- CHALLENGE
Write out all the entries word for word, but skip any images.

- ENTRIES SUPPLIED
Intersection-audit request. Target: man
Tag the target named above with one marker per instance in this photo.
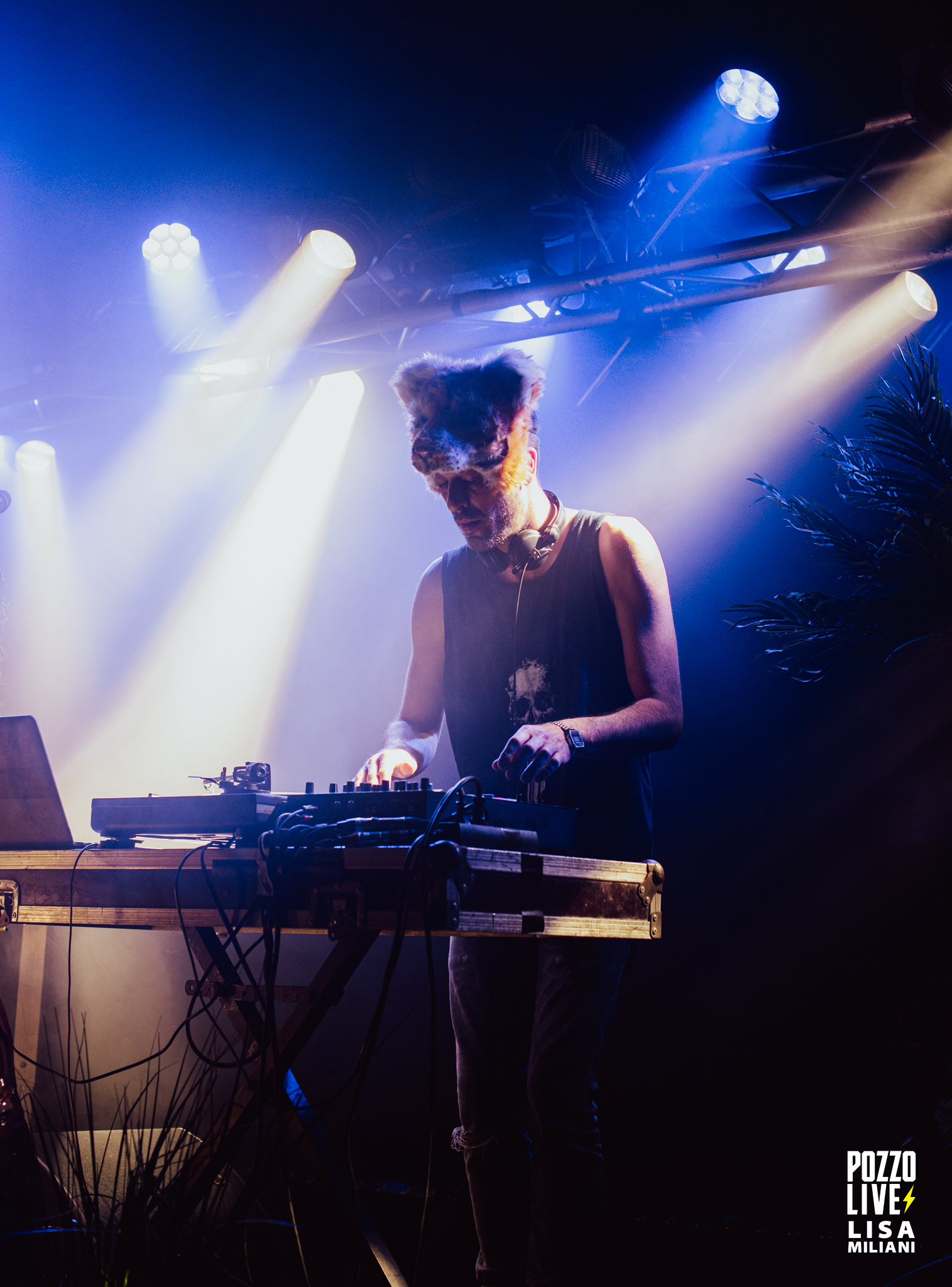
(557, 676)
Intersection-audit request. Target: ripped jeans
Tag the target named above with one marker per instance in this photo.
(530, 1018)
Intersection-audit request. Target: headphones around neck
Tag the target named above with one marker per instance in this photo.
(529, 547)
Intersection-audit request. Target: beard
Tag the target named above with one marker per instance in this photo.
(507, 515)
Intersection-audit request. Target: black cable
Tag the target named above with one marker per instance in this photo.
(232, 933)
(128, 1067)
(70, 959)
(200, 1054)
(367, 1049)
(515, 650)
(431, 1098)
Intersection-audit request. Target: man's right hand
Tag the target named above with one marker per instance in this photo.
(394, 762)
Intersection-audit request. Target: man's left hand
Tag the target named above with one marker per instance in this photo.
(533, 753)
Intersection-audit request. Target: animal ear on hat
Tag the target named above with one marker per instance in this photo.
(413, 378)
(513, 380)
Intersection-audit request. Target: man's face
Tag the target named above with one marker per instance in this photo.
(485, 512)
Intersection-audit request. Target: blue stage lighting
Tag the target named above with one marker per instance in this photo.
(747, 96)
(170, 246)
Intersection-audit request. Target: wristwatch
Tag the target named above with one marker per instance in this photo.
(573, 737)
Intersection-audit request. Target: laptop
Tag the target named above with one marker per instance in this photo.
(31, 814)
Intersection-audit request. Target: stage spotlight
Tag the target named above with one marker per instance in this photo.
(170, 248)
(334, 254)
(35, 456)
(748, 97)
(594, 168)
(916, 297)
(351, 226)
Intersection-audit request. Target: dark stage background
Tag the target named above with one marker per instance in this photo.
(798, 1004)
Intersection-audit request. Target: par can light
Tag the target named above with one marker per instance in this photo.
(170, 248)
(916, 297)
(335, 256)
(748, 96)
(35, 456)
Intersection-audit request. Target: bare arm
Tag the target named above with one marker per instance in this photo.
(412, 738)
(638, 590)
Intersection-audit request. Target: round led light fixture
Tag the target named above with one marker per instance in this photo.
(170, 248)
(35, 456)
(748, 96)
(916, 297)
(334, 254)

- WORKED ANSWER
Intersection-audit request. Target: man
Tag the target named above with one marker per instance in this photo.
(557, 676)
Intersection-audit request. Target: ripped jeans
Tag the target named above with one marker per instance in this photo.
(530, 1018)
Intersection-audit request. Target: headphones around neck
Tag the target named above with one marker per instance in this photo.
(529, 547)
Intersection-audit request. Target: beard
Tag the target named above with one marker per instance in this photo.
(507, 515)
Intersection-audit request. Target: black cable
Tag the target named above with one marker per instance in this photo.
(232, 933)
(128, 1067)
(70, 959)
(200, 1054)
(367, 1049)
(515, 650)
(431, 1098)
Intersection-audit request. Target: man's right hand
Tag the target named above with one marker per instance in this photo.
(394, 762)
Intersection-audit request. Target: man's left hand
Tag the target named above with one marker per instance in this photo.
(533, 753)
Intersection-audit request. Target: animal ear on hat
Tag the target named above with one marker per instance in this photo.
(413, 378)
(513, 380)
Intersection-audit request. Target: man's face
Tag the target named above with one marker per instance in this photo.
(485, 512)
Intersection-audit request. Target: blue stage lighting
Tag the target named above with one marker per instance in this photo.
(747, 96)
(170, 246)
Intersection-audit request. Target: wristwatch
Tag the target named above with one marker per instance in this photo.
(573, 737)
Intersection-audit request. Target: laptop
Tag the target named above with one marker per instance in this photo.
(31, 814)
Intersection-audit request. Target: stage spotlight
Tag the target named above with one marker per instance in this photo.
(170, 248)
(334, 254)
(35, 456)
(748, 97)
(594, 168)
(916, 297)
(351, 226)
Intersection-audit request. Target: dark stage background
Tag the target named above with one marker per instance in this photo.
(798, 1004)
Intersection-audit request. Target: par can light
Tag the target named above with one marker per instance in this photo.
(170, 248)
(916, 297)
(335, 256)
(748, 96)
(35, 456)
Intersection-audit request. Target: bare arm
Tag the target named above with one marker per instance in this photo.
(412, 738)
(638, 590)
Intersection-audit request. Target: round led light fixture
Tag the target named above with one marker per instance in this photo.
(170, 248)
(35, 456)
(748, 96)
(916, 297)
(334, 254)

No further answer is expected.